**Set task:** Turn the items below into a two-column CSV with the headers "prompt" and "boxes", one row per item. Put each item's text and its answer in their own quoted field, with line breaks replaced by spaces.

**Data provided:**
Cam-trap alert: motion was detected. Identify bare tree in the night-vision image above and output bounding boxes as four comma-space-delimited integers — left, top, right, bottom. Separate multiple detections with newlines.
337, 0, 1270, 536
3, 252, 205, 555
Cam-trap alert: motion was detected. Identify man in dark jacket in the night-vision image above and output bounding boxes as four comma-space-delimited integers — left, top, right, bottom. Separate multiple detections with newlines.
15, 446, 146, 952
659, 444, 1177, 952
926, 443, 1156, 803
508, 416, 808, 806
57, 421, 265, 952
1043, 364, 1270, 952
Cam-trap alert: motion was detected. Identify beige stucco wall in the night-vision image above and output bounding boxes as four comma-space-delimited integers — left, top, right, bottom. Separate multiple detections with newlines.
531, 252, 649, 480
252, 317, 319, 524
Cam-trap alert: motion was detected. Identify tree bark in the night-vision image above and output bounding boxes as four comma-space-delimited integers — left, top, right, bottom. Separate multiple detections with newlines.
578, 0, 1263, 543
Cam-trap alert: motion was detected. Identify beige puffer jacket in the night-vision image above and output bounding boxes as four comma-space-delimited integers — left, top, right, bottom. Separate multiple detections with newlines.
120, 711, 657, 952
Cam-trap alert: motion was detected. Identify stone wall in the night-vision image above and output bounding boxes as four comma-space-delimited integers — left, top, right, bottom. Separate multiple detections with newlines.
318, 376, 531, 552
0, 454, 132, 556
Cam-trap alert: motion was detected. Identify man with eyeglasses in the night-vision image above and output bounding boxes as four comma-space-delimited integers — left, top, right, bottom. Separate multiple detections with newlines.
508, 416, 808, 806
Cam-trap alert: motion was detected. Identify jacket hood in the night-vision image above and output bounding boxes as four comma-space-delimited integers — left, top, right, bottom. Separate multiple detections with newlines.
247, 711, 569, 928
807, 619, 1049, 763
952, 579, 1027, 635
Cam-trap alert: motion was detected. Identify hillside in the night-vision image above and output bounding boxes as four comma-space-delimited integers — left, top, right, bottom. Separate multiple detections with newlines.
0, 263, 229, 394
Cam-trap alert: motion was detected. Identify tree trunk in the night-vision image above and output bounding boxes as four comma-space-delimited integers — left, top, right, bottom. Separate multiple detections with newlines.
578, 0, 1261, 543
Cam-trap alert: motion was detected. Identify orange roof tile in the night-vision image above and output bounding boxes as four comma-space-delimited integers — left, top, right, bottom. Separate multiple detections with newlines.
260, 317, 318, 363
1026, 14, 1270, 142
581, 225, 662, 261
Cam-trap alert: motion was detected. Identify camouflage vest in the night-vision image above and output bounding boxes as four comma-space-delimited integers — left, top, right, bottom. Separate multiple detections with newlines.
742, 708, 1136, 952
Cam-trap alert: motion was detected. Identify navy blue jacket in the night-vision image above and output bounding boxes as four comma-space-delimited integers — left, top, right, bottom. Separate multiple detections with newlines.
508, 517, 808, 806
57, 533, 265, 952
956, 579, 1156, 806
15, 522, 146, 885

**Answer:**
prompt,boxes
"Cam-trap alert: motion was detected. Identify bare tree in the night-vision image above and output bounding boxes as four comma-space-delimited integers — left, top, right, bottom. Separate multiple detections with newlines.","337, 0, 1270, 536 3, 252, 205, 555"
"Cam-trap alert: motion was detected. Identify man in dark jacket in the night-vision image above and output bounding boxes as four comma-space-delimited integers — left, top, right, bottom. Separate multiple detections with newlines.","15, 446, 146, 952 659, 444, 1177, 952 926, 443, 1156, 803 508, 416, 808, 806 57, 421, 265, 952 1043, 364, 1270, 952"
"Cam-trap alert: motion was detected. Identify beige stucco wall in the night-vision image above and output bounding boxes as four comma-space-delimited integers — left, top, right, bottom. Separate multiple detections with newlines.","531, 252, 649, 480 252, 317, 319, 524"
"Cam-trap alert: motion was detected. Identify tree bark in the night-vision image above and output bounding boxes as four comma-space-delimited integers — left, top, right, bottom. Separate multiple detections with newlines.","578, 0, 1263, 543"
"Cam-trap alert: motion was detected. Identify beige puffer jacket in the night-vision image above and output bounding boxes as four comma-space-delimited integers — left, top, right, bottom. Separate multiple detections with newlines.","120, 711, 657, 952"
"Cam-trap alert: motion was detected. Identify stone wall in the night-vision image above and output bounding boxes as four comma-space-delimited integers — left, top, right, bottom. Separate multiple detections with newlines.","318, 376, 531, 552 0, 454, 132, 556"
"Cam-trap alert: motion was detected. Identify man with eyeglasses in the night-vision image above and output bounding boxes as four comma-space-delimited integers — left, top, right, bottom. Separate multiple detections with newlines.","508, 416, 808, 806"
"Cam-trap alert: motion was detected. Identify jacket hood in the night-vision image above and output bounding boxes as four comma-space-delimited integers — left, top, right, bottom. Separate multiple detections with newlines.","247, 711, 569, 928 807, 619, 1049, 763 952, 579, 1027, 635"
"Cam-trap alert: motion was detected. Identify hillside in the night-vision image above and output bounding boxes as four comma-space-delimited integers — left, top, right, bottom. Separate multiple detections with newlines.","0, 263, 229, 394"
"Cam-trap alert: motion was detected. Identify tree trunk in the night-vision image above and output bounding boxes as four comma-space-delimited integers — left, top, right, bottom. Separate multiple detections with newlines.","578, 0, 1261, 543"
"Cam-trap alert: motion was detected. Identify orange roof tile in the night-vision image above and output bounding boxes as four comma-space-delimited integers — left, top, right, bottom. Separate multiple detections with newlines.","260, 317, 318, 363 1026, 14, 1270, 142 581, 225, 662, 261"
"Cam-trap alert: motion was detected. Identify camouflage vest in the night-vision image above and output bounding boxes as four comma-space-delimited integers — left, top, right, bottom. Separate multiple detections with newlines.","742, 708, 1136, 952"
"Cam-trap alert: motion was detected. Identify navy blue jacket in the night-vision image above and output bounding boxes as four comma-space-delimited integers — left, top, right, bottom. Separate multiple detections with newlines.","508, 517, 808, 806 57, 533, 265, 952 956, 579, 1156, 806 15, 522, 146, 885"